A method of streaming multimedia data over a network to a client device is provided. At least one playlist file is downloaded using a transfer protocol, such as HLS, from a streaming server over the network for a selected multimedia presentation. The client device subscribes to an update event notification service with the streaming server or an intermediate server with respect to the at least one playlist file for the selected multimedia presentation and then listens for an update event notification. Only when such a notification is transmitted by the streaming server or the intermediate server to the client device is an updated version of the at least one playlist file downloaded by the client device from the streaming server over the network using the transfer protocol.

Description

    BACKGROUND
  • [0001]
    Streaming is a technique for delivering multimedia data corresponding to a multimedia presentation or content to end-users and typically involves continuously displaying media content to a user while the multimedia data is being delivered to the user. One particular form of streaming is known as Hypertext Transfer Protocol (HTTP) Live Streaming (HLS) and provides a technique for streaming content using HTTP to broadcast so-called “live” content. As merely one example, the streamed content can correspond to video and/or audio currently being broadcast on a television TV channel (i.e., live TV) by a service provider. Thus, an end user may watch live streaming TV channels on television monitors connected to IP client set-top boxes as well as other IP client devices such as tablets, smartphones, laptop computers and the like.
  • [0002]
    In HLS, incoming media data from a source is segmented into multiple media files which are stored on a server, and a playlist file is created that includes Uniform Resource Identifiers (URIs) that direct a client device to the segmented media files stored on the server. When the segmented media files are played in accordance with the playlist file, the client device can provide the user with a broadcast of a real-time, near real-time, or “live” event or broadcast. Of course, pre-recorded content can be provided in a similar manner. For purposes of this disclosure, “real-time” includes a level of responsiveness that is sufficiently fast, for instance, to keep up with a series of images captured by the system as well as a level of responsiveness that tolerates a degree of lateness. As an alternative, the data does not need to be streamed in real-time and can be provided or made available with expected delays.
  • [0003]
    Typically, the multimedia data is processed and made available for transfer soon after it has been created. Thus, changes to the data and playlist files including variant playlist files for the data may require frequent updating. Also, additional, supplementary or alternative media content (e.g., advertisements, additional media content to the main presentation, etc.) may be dynamically introduced into the broadcast event. Accordingly, the server may continue to add additional URIs to the playlist files during client playback of a media event or presentation. The URIs identify a location from which a client device can download a supplementary, updated or newly created media files. Thus, the client device is required to frequently and periodically retrieve from the server playlist files for purposes of determining whether or not updates or changes have been made and to access any updated, supplementary, and additional media content the server has introduced.

Dataset entries
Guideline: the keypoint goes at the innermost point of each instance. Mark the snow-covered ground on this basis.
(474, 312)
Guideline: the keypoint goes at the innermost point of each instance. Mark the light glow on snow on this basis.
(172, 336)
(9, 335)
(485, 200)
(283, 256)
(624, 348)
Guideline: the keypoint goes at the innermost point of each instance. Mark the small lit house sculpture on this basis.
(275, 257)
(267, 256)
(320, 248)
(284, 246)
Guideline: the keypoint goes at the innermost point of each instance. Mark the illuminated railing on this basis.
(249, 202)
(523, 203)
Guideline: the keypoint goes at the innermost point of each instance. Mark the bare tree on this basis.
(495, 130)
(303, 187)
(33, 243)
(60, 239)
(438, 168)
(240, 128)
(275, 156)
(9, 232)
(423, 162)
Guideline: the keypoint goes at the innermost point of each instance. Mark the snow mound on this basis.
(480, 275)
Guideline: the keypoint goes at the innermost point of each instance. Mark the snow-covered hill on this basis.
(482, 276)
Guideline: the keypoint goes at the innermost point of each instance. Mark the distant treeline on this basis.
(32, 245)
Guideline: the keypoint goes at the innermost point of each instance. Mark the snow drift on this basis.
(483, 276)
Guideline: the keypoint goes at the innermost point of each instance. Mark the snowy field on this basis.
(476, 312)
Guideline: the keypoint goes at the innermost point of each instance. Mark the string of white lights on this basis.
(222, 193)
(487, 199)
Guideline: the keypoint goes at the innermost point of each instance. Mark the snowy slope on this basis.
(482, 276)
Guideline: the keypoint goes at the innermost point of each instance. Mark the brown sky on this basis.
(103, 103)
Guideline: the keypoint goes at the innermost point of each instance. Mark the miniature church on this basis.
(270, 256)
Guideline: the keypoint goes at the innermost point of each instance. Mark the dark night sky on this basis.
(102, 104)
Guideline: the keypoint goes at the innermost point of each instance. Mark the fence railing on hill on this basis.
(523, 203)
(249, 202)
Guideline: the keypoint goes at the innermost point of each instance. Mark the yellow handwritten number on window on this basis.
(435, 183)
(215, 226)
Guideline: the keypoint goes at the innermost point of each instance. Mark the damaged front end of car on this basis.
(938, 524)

Required task: Can you copy out the stretch of the HLS streaming text from "Description" through "and the like."? The rows above have no role in this.

Answer for the task:
Description

    BACKGROUND
  • [0001]
    Streaming is a technique for delivering multimedia data corresponding to a multimedia presentation or content to end-users and typically involves continuously displaying media content to a user while the multimedia data is being delivered to the user. One particular form of streaming is known as Hypertext Transfer Protocol (HTTP) Live Streaming (HLS) and provides a technique for streaming content using HTTP to broadcast so-called “live” content. As merely one example, the streamed content can correspond to video and/or audio currently being broadcast on a television TV channel (i.e., live TV) by a service provider. Thus, an end user may watch live streaming TV channels on television monitors connected to IP client set-top boxes as well as other IP client devices such as tablets, smartphones, laptop computers and the like.